DOCUMENT TEXT

START

# Happy Pride & Fuck Hatred



## MetalBryan (Jun 7, 2019)

Pride is this weekend in our fair city and we’re making burritos for the rallies.

This post is twofold:
1. I’m wearing my new StP bandanna to keep from sweating in the food.
2. Please say hateful things in this thread so you can get banned.


----------



## Honey Crust (Jun 7, 2019)

Heck the straights!
(I want to be clear this is a joke)
(I have lots of straight friends and they laugh at my jokes I swear)
(Happy Pride, Darlings <3)


----------



## croc (Jun 7, 2019)

Happy pride month to all the hitch hikin homos, bicycle ridin bisexuals, panhandlin pansexuals, freight hoppin trainnies, space bag ace bags, international intersex folks, and everyone in between.

END

SHORT EXERCISE
Please proceed with the Pride forum thread above, picking up right after its final post.

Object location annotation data
START

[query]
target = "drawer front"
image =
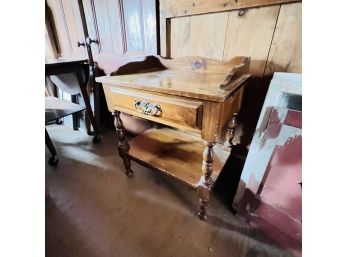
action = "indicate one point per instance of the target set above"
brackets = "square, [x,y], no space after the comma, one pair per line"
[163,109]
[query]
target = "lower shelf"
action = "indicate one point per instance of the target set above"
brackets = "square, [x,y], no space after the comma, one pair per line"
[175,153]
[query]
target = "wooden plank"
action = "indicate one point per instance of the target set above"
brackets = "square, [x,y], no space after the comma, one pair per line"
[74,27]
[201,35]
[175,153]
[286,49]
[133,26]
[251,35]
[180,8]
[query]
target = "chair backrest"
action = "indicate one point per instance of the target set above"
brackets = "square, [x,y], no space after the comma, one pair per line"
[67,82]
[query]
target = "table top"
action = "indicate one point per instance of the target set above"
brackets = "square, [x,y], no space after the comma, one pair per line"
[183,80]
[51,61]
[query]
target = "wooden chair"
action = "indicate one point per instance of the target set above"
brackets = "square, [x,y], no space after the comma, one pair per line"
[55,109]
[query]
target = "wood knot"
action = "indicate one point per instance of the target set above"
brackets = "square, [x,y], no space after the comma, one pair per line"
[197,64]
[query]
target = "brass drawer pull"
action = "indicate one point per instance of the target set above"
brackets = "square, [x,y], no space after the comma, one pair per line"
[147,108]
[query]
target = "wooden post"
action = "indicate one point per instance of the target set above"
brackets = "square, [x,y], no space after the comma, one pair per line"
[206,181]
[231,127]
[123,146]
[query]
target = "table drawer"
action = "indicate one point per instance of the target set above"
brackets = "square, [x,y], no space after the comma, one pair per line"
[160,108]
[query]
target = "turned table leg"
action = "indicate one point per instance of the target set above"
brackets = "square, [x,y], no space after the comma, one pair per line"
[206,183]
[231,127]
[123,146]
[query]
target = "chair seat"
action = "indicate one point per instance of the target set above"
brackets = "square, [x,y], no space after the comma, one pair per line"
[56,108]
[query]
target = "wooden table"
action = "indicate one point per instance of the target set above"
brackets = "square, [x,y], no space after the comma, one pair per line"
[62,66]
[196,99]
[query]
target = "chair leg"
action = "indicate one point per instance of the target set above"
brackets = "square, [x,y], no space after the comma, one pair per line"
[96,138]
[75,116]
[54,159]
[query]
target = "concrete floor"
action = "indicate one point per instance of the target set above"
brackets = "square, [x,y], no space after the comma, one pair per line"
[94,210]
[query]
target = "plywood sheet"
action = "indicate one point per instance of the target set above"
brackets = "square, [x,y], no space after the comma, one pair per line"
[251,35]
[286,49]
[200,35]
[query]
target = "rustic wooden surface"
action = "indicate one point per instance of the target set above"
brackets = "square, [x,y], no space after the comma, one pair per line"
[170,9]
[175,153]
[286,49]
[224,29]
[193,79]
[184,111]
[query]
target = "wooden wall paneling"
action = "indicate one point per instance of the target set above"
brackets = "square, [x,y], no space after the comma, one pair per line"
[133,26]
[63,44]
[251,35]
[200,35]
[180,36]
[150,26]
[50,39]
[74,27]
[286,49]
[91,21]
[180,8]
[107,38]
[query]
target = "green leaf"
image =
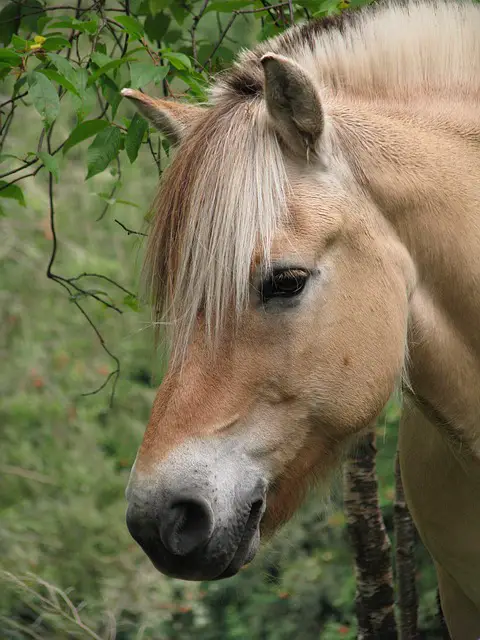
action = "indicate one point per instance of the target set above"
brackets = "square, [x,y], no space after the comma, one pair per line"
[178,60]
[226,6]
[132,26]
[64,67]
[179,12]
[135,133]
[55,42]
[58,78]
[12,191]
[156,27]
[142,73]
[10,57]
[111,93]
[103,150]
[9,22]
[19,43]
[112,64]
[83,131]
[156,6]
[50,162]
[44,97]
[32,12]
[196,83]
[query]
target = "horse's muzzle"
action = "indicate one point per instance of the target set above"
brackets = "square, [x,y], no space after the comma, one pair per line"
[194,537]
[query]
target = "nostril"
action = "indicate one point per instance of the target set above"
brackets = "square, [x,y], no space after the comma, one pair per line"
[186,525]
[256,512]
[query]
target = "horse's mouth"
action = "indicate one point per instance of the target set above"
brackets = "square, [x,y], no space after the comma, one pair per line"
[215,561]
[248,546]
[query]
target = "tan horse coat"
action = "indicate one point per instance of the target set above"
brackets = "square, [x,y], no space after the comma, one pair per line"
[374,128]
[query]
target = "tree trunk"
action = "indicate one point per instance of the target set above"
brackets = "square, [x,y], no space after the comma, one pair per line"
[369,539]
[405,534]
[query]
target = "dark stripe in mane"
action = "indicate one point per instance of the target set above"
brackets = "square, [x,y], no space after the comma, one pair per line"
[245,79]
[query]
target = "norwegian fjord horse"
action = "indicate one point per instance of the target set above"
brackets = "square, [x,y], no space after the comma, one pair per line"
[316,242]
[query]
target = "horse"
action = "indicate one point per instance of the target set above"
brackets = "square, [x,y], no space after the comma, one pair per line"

END

RESULT OF THE EXERCISE
----------



## Odin (Jun 8, 2019)

Happy pride month to all celebrating freedom kindness and openness... 

Now... if we could 

get the values of tolerance and peace and honest communication to take hold in the other aspiring super powers of the world....(china, russia, iran... exct.... )

Then perhaps... we could get that world peace thing going. 

It's not an easy task... it never will be... but it's one worth going after.

just some early sat morn ramblings... peace.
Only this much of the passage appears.